_Provided passage:_

First DHCP, works well - for some hours, until the network or whoever decides to not renew the lease (probably?) and all machines are no more reachable, at the same time.

Second Static IPs(192.168.10.81 - 83), works well -for some hours! than, synchronously and again, the network (or whoever) decides to drop all 3 servers. Its not the WAN that failed or any device.., just the 3 new servers. Synchronously. When i return, they will be running fine - just without ethernet. After a reboot, everything will be fine again, they'll get their static IP back as if nothing ever happened. then i leave, and after like 12, or maybe sometimes 20 hours - they lose their connection again.

I have no idea what is going on - or what could even go on. I ran these servers before in a different network, without any network issues at all.

I'm beginning to consult esotericists about this, if i don't solve this soon. bugs me very.

_Set of tasks:_
1: List each distinct number written in digits in the post about the servers losing their network connection.
2: Write the next part of the post about the servers that keep dropping off the network, beginning after its last sentence.

_Dataset content:_
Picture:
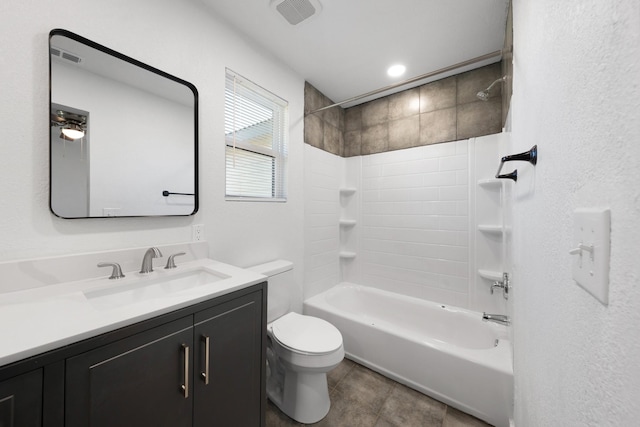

_Results in order:_
1: 192.168.10.81, 83, 3, 12, 20

2:
Lingering questions:

  • why does the network drop the machines after some X hours, if they optaind an IP via DHCP - should'nt the lease just get renewed?!
  • Why can static IPs suddenly disappear from the network? synchronously?
  • What are the common pitfalls here? - i have no more ideas where even in theory something could go wrong in such a 'simple' environment.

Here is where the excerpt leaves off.